> **Task brief**
Identify every line in the records below that contains the string "sunrisers" and copy each one. Case counts.

> **Records provided**
◇ ◇ ◇ ◇
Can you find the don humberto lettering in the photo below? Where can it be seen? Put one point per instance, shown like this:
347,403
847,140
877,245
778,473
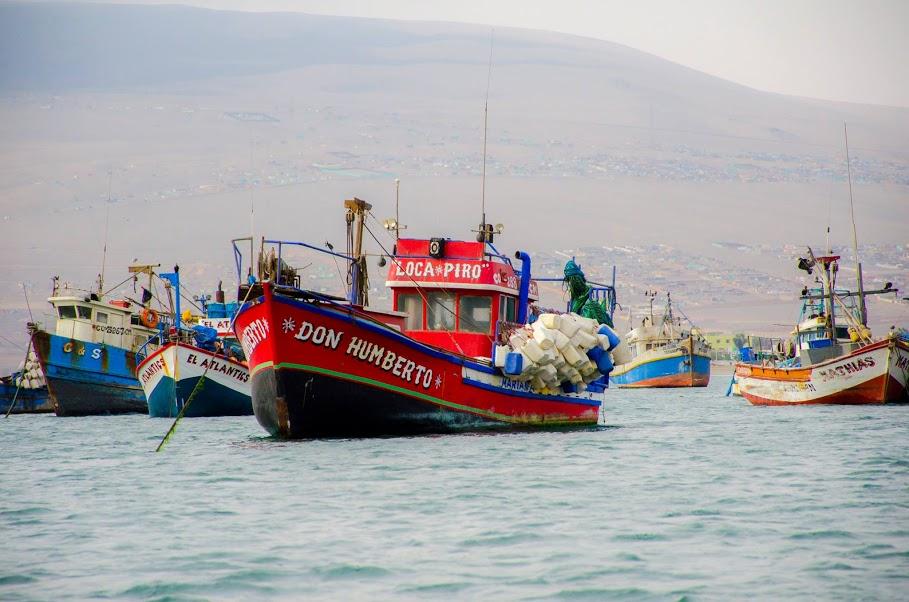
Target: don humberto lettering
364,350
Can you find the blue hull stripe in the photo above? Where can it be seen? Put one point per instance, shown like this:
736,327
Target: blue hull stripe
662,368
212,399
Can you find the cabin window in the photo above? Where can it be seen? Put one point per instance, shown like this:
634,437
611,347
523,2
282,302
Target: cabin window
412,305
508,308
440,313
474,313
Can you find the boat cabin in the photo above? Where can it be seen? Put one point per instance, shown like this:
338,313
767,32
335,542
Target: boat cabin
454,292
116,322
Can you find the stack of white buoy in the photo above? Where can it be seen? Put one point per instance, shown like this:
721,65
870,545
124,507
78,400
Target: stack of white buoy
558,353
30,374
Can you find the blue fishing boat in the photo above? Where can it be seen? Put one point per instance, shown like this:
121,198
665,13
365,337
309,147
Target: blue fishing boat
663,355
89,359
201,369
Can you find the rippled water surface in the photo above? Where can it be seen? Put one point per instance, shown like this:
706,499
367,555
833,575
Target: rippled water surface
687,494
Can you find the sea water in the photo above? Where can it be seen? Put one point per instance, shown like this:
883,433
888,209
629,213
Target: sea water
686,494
◇ ◇ ◇ ◇
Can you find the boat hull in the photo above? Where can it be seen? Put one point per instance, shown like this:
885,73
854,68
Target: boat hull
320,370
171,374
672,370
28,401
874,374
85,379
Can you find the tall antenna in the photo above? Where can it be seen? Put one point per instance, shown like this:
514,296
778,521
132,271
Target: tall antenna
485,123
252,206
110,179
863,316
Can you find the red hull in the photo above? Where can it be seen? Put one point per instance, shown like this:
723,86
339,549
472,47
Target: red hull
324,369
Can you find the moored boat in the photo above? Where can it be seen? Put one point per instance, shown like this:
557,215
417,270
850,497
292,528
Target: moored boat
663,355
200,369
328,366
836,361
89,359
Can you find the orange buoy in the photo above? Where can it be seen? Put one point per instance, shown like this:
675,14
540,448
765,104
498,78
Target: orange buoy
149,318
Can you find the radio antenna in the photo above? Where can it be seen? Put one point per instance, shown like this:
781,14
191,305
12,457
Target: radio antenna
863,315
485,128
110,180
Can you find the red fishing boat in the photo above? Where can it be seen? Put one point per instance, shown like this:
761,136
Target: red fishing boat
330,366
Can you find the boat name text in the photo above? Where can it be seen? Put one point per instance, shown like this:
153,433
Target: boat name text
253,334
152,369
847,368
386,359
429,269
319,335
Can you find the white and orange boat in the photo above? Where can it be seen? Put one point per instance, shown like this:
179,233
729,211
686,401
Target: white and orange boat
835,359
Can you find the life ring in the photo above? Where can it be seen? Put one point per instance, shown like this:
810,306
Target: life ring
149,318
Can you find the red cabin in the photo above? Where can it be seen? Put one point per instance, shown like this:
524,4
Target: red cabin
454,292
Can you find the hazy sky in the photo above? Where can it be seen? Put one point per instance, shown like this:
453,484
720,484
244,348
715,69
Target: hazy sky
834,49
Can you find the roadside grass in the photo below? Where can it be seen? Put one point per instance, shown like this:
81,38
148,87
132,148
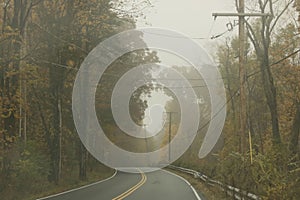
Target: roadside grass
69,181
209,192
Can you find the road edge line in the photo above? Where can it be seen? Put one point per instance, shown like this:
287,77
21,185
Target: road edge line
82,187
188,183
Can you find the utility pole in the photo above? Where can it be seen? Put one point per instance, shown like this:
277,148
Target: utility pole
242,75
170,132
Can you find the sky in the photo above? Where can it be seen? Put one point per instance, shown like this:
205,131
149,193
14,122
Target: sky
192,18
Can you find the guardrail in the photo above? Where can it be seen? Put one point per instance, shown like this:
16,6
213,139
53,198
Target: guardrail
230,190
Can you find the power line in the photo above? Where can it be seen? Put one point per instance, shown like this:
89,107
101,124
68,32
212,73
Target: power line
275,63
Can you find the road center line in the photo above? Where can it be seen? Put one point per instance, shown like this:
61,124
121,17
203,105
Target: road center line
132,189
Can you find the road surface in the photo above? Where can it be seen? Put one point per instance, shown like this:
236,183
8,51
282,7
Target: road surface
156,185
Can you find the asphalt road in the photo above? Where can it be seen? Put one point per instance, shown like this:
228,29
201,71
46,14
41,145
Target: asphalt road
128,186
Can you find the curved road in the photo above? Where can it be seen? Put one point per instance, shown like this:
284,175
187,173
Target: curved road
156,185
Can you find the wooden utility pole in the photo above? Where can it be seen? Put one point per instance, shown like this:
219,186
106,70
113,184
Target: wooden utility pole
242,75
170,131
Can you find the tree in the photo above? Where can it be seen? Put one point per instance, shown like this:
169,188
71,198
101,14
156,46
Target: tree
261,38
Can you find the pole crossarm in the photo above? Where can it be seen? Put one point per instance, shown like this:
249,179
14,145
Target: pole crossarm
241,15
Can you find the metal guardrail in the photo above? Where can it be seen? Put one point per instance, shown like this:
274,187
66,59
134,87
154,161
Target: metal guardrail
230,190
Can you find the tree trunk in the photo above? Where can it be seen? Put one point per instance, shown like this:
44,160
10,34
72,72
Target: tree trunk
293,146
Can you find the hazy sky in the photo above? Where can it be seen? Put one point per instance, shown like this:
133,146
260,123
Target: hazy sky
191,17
◇ ◇ ◇ ◇
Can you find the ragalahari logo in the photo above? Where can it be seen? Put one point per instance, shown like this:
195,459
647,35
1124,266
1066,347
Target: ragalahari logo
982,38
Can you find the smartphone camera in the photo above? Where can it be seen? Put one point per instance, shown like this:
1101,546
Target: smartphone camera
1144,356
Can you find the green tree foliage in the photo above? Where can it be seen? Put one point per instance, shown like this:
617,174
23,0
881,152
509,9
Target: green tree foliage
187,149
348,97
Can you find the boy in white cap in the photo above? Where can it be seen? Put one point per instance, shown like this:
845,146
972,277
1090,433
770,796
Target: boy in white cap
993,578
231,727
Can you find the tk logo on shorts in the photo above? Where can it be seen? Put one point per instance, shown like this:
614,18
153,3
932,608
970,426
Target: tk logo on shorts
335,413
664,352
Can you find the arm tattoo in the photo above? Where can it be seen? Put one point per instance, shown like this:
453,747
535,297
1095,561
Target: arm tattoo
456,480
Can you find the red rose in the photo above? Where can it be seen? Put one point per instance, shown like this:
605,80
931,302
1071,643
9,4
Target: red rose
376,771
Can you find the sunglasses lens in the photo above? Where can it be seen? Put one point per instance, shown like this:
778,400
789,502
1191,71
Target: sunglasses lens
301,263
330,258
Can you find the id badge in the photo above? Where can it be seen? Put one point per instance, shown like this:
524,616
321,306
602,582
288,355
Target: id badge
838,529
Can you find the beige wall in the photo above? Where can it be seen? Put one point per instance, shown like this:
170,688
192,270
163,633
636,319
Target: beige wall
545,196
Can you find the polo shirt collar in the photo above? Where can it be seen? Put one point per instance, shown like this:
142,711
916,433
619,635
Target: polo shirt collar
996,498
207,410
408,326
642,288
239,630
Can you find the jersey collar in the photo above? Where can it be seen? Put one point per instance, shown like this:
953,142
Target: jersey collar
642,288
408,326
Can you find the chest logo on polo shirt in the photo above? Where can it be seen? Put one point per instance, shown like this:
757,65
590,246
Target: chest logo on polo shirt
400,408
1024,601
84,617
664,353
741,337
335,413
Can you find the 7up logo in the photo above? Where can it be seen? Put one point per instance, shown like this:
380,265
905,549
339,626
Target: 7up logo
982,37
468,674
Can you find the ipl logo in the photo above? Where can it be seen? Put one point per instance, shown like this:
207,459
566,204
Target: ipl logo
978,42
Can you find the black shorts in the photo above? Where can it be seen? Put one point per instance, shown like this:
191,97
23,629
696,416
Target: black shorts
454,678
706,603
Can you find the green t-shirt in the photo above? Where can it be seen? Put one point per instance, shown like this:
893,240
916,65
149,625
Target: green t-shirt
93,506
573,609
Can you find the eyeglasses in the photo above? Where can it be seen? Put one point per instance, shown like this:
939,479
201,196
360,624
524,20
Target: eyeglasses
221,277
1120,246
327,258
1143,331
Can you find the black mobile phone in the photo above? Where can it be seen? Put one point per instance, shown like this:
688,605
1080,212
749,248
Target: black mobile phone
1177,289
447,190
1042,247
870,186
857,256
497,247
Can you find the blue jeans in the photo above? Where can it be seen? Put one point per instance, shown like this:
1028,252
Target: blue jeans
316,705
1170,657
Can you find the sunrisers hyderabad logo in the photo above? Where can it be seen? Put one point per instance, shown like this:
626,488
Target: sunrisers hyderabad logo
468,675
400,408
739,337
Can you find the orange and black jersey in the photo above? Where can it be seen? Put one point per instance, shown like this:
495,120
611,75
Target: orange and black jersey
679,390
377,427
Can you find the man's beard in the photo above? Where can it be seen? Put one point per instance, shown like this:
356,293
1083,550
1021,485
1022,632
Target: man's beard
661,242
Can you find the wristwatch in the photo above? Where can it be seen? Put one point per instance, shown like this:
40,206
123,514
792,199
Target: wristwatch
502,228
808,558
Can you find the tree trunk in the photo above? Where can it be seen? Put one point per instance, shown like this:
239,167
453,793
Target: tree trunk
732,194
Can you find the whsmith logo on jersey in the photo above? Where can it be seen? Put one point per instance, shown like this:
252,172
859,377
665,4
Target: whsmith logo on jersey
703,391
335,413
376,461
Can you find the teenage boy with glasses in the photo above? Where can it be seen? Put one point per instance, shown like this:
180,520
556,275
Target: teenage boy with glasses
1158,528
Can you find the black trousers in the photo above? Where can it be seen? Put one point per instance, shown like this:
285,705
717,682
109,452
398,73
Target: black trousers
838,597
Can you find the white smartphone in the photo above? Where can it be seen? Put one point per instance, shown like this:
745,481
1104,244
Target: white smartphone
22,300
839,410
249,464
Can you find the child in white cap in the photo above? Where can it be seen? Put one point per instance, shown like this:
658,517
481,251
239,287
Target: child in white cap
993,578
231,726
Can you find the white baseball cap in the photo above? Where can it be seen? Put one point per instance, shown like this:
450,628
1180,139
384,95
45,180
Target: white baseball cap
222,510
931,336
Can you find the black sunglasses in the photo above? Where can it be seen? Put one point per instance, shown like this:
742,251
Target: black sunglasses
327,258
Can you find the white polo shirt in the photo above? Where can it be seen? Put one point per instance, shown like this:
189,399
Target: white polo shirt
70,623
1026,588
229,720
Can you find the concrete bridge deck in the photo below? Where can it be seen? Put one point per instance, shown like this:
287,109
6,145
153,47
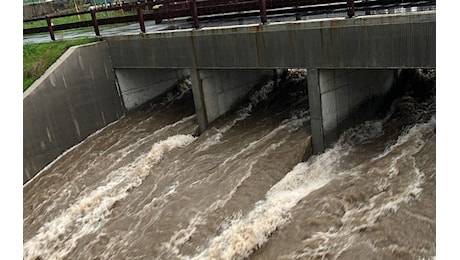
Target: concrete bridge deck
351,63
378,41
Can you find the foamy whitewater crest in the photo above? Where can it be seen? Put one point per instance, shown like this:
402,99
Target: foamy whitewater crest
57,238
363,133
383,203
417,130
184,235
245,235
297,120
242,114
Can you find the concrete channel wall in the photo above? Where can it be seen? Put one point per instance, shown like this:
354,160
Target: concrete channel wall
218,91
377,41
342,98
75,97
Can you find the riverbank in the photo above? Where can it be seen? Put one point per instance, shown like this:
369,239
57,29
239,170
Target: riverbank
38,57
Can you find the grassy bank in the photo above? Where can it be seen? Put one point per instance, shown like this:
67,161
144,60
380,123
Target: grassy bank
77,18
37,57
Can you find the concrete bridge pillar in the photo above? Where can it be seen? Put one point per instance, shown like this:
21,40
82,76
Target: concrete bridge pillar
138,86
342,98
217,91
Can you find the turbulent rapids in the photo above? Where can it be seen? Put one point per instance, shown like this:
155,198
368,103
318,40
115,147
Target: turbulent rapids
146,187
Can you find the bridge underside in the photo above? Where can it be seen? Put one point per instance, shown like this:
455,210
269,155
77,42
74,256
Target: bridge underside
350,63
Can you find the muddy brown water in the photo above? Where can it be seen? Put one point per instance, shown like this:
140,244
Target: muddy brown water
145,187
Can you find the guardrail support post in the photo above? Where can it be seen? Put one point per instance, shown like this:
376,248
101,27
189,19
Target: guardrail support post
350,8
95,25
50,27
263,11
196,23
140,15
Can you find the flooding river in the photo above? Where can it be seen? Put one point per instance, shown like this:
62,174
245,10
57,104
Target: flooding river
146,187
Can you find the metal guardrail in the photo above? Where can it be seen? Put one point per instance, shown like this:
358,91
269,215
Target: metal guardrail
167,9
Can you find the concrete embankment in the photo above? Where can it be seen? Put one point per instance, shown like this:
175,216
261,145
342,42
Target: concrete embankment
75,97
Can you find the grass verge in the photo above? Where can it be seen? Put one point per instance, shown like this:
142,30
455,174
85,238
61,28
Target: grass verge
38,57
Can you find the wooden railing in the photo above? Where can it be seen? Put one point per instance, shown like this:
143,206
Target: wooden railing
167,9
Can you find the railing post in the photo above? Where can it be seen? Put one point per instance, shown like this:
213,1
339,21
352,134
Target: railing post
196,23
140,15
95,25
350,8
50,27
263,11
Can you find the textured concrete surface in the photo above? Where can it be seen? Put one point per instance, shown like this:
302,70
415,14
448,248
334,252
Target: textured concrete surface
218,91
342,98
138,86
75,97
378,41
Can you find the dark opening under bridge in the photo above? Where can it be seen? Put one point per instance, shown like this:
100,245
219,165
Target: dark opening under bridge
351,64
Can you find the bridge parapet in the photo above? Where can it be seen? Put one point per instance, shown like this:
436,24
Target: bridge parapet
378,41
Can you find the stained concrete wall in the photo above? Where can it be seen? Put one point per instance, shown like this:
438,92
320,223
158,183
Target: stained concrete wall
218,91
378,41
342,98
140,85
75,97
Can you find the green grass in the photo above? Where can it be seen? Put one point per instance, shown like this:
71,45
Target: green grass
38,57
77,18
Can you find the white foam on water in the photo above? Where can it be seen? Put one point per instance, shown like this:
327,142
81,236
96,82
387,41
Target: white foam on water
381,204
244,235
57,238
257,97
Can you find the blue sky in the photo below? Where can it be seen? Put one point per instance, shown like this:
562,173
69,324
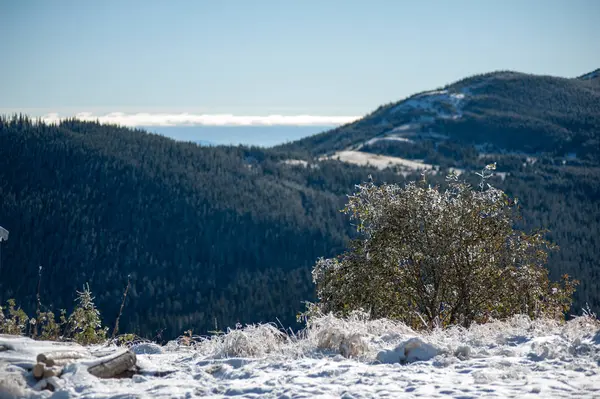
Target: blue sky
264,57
◇ ◇ ◇ ◇
> **Exercise answer**
Can you find the sunrisers hyderabad logo in the photo above? Where can it be seen? Put one point per instance, shown like this:
Target: sunrisers hyderabad logo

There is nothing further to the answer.